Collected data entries
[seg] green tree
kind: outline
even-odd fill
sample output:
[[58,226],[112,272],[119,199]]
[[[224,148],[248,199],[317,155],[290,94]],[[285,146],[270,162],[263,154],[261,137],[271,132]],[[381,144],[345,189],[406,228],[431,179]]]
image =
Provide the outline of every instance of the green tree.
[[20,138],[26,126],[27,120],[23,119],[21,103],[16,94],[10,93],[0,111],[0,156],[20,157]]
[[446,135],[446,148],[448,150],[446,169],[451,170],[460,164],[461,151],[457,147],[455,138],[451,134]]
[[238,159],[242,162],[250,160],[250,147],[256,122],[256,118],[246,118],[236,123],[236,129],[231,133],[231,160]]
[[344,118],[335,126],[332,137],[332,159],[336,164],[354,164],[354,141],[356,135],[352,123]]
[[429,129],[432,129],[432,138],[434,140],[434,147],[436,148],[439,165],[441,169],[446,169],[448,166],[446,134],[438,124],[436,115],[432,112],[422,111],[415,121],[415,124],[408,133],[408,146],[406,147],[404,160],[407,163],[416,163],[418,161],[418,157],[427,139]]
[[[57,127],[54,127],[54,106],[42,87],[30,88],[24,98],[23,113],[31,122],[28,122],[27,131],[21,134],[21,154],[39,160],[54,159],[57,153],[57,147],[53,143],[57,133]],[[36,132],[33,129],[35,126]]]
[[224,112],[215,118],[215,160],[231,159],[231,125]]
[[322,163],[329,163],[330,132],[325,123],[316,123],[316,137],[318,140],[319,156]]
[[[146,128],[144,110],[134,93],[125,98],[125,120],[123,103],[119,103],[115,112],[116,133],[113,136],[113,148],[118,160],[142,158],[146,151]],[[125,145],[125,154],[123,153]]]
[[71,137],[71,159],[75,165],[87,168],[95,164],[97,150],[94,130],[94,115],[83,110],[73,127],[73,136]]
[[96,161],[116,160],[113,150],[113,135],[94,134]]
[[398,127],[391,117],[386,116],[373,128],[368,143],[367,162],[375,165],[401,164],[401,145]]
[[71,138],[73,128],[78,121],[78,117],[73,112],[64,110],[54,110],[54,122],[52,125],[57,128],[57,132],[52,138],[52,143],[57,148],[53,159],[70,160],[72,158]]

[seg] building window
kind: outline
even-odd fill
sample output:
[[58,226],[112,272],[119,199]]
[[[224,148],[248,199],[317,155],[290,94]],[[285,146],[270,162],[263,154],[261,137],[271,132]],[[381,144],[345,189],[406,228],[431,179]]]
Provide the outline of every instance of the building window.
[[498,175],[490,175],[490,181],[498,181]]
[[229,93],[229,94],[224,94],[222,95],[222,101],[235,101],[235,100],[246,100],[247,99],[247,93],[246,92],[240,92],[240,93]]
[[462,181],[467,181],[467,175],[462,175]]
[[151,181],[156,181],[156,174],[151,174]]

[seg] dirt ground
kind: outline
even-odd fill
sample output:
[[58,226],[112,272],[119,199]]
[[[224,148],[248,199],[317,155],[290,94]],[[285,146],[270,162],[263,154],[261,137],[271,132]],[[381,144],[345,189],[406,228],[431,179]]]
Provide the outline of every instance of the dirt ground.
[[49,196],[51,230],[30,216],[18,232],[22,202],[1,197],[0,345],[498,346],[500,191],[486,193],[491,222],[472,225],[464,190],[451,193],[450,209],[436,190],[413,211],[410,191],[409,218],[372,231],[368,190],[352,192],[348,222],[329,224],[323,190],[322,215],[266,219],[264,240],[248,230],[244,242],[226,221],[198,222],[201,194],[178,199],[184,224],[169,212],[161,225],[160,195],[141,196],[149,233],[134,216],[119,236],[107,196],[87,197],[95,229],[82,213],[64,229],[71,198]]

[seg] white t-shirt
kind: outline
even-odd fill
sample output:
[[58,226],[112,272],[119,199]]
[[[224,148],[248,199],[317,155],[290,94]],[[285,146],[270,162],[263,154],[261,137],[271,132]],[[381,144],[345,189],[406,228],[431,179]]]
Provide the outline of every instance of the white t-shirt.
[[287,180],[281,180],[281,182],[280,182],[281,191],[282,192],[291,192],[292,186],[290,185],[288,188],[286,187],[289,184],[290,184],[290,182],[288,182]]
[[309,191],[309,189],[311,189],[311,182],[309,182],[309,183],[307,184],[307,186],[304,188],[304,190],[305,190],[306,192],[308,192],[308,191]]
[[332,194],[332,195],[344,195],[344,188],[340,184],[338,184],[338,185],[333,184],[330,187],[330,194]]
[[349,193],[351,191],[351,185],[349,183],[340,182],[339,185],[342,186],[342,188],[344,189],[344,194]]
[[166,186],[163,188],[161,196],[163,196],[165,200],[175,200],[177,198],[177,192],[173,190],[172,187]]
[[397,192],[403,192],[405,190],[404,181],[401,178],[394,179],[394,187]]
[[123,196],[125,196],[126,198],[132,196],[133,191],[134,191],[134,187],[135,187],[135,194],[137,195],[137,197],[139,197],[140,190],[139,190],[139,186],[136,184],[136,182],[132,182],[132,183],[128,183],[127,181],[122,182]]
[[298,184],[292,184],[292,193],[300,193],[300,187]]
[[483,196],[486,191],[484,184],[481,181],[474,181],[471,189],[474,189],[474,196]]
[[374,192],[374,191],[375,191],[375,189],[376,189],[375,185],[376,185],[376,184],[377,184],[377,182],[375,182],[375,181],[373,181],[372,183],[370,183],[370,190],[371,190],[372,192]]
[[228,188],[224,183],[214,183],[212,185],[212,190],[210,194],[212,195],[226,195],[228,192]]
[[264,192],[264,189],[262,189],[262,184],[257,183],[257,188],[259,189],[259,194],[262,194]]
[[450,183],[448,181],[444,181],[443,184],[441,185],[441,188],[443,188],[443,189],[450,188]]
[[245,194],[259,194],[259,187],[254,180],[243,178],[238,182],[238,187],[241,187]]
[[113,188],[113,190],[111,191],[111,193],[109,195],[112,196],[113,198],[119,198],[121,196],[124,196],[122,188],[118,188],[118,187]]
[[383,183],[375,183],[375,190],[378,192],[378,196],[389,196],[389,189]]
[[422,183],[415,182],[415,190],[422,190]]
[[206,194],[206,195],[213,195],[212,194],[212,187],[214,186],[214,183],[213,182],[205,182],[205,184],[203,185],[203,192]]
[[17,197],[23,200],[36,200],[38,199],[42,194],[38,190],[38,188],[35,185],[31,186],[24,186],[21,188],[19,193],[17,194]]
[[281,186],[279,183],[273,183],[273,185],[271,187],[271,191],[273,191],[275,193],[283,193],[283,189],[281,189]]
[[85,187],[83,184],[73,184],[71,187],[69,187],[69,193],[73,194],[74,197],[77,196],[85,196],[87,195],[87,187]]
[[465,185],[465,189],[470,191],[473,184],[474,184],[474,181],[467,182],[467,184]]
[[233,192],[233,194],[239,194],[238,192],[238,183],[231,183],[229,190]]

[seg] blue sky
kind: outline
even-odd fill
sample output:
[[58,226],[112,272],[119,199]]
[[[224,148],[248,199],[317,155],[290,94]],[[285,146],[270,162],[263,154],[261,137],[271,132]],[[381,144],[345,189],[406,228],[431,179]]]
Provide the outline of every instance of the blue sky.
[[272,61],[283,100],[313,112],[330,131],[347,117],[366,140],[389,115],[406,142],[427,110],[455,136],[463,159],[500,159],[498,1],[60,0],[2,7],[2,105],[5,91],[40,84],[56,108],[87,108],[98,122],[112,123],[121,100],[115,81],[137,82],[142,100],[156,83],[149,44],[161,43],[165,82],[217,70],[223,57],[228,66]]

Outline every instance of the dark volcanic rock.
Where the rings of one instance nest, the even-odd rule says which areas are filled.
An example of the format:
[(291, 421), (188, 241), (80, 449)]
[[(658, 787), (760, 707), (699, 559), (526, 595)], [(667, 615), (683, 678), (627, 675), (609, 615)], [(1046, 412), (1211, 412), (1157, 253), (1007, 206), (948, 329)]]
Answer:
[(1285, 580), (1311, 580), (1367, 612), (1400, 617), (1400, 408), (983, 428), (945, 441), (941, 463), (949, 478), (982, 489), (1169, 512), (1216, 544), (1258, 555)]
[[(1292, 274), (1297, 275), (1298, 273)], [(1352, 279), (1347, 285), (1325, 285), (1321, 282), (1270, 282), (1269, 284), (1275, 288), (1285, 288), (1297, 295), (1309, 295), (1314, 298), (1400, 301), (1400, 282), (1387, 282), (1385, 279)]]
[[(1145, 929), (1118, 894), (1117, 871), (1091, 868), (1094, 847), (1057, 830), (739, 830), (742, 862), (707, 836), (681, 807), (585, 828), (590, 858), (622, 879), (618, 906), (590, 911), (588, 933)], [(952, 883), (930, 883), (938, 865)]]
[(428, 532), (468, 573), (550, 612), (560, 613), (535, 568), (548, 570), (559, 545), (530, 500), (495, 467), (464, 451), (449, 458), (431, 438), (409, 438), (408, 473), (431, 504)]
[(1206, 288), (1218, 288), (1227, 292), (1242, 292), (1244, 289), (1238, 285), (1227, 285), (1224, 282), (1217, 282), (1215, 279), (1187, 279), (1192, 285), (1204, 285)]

» **Instructions to follow**
Output the line holding "[(291, 421), (188, 241), (80, 449)]", then every later line through the end of the records above, exactly as given and nothing else.

» **Solution to the problem**
[(291, 421), (188, 241), (80, 449)]
[[(658, 787), (760, 707), (699, 559), (526, 595)], [(667, 615), (683, 678), (627, 675), (609, 615)], [(1046, 412), (1211, 412), (1157, 253), (1007, 206), (948, 329)]]
Answer:
[(1285, 580), (1311, 580), (1367, 612), (1400, 617), (1400, 408), (983, 428), (945, 441), (941, 463), (949, 478), (982, 489), (1169, 512), (1216, 544), (1258, 555)]
[[(1292, 274), (1297, 275), (1298, 273)], [(1352, 279), (1347, 285), (1325, 285), (1321, 282), (1270, 282), (1269, 284), (1275, 288), (1285, 288), (1297, 295), (1309, 295), (1314, 298), (1400, 301), (1400, 282), (1387, 282), (1385, 279)]]
[[(1145, 929), (1118, 894), (1117, 871), (1091, 868), (1094, 847), (1057, 830), (739, 830), (742, 862), (707, 836), (681, 807), (585, 828), (590, 858), (622, 879), (618, 906), (590, 911), (588, 933)], [(952, 883), (930, 883), (938, 865)]]
[(428, 532), (468, 573), (550, 612), (560, 613), (535, 568), (548, 570), (559, 545), (530, 500), (495, 467), (464, 451), (449, 458), (431, 438), (409, 438), (408, 473), (431, 504)]
[(1206, 288), (1218, 288), (1227, 292), (1242, 292), (1244, 289), (1238, 285), (1227, 285), (1224, 282), (1217, 282), (1215, 279), (1187, 279), (1192, 285), (1204, 285)]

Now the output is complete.